• **TASK DETAILS**: If a line below contains the word "instance", count it. Please give the total and nothing else.
*** INPUT Section Begins ***
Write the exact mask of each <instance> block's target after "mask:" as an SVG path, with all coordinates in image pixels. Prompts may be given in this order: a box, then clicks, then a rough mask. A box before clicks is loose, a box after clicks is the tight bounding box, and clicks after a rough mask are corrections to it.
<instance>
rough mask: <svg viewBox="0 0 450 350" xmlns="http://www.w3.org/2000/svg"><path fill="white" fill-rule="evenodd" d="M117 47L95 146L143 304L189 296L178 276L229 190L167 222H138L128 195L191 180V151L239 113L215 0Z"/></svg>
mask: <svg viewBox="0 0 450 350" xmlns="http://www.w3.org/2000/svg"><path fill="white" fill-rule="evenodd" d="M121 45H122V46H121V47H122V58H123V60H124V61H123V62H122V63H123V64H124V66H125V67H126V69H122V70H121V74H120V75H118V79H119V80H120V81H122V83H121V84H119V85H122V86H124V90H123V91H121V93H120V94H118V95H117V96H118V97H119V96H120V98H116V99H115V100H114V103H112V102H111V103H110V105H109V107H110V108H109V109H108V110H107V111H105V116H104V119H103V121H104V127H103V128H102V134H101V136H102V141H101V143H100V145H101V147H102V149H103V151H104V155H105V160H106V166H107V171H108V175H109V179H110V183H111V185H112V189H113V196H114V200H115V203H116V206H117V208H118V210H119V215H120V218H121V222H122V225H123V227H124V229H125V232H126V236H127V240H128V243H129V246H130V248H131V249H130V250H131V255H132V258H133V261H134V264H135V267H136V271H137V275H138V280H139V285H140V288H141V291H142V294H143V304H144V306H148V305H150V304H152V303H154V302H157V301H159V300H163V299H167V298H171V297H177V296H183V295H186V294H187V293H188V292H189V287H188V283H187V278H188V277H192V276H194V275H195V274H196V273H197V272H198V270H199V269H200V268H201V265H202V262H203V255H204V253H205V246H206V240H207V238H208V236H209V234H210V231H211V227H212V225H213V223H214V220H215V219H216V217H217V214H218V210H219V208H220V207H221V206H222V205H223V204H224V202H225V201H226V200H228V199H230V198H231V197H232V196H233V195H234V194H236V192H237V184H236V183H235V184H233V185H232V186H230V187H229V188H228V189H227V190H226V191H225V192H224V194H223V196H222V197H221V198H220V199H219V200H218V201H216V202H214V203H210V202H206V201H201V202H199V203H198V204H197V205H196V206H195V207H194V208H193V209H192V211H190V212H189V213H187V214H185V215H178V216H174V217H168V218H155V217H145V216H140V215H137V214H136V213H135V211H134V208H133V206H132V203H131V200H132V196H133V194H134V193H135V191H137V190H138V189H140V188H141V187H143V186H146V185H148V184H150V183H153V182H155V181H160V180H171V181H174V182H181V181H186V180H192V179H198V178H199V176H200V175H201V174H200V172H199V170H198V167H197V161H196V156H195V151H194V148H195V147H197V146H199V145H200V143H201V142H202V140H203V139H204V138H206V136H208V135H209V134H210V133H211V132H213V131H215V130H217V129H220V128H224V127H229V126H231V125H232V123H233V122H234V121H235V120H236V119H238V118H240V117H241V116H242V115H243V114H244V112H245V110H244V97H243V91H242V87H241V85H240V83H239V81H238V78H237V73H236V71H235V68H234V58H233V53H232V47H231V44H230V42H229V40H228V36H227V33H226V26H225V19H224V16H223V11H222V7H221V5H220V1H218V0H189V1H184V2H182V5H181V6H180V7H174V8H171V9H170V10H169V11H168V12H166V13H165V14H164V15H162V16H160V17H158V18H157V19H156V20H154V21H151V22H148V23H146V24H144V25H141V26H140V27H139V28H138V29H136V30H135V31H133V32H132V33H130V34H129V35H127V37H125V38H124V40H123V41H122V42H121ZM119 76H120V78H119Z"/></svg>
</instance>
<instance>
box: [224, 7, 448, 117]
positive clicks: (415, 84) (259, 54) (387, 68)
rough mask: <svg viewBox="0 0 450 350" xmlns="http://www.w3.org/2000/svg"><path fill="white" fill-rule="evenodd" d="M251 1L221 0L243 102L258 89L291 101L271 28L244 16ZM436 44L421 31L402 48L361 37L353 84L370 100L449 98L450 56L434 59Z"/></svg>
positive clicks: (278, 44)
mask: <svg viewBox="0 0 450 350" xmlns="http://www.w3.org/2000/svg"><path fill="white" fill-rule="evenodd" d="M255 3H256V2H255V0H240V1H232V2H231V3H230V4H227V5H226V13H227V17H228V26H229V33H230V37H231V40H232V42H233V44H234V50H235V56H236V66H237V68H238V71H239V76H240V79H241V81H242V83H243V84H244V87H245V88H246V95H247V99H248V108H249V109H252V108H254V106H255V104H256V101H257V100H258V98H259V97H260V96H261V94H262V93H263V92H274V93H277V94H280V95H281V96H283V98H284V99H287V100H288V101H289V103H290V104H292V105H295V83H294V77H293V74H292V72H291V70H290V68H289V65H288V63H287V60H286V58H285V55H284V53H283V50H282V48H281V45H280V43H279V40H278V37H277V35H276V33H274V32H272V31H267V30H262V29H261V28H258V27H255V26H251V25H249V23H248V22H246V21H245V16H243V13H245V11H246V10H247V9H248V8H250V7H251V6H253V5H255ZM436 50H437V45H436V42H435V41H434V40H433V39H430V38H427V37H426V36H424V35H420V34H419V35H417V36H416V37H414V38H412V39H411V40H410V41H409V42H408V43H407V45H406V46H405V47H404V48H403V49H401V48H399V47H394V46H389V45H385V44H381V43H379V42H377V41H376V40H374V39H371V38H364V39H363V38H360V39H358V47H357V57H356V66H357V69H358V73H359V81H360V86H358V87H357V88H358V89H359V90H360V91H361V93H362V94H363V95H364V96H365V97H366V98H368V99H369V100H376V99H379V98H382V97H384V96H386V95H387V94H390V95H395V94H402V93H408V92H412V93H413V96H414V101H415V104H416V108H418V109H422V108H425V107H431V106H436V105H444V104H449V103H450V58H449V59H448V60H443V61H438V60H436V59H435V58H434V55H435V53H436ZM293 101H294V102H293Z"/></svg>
*** INPUT Section Ends ***
• **WRITTEN RESPONSE**: 4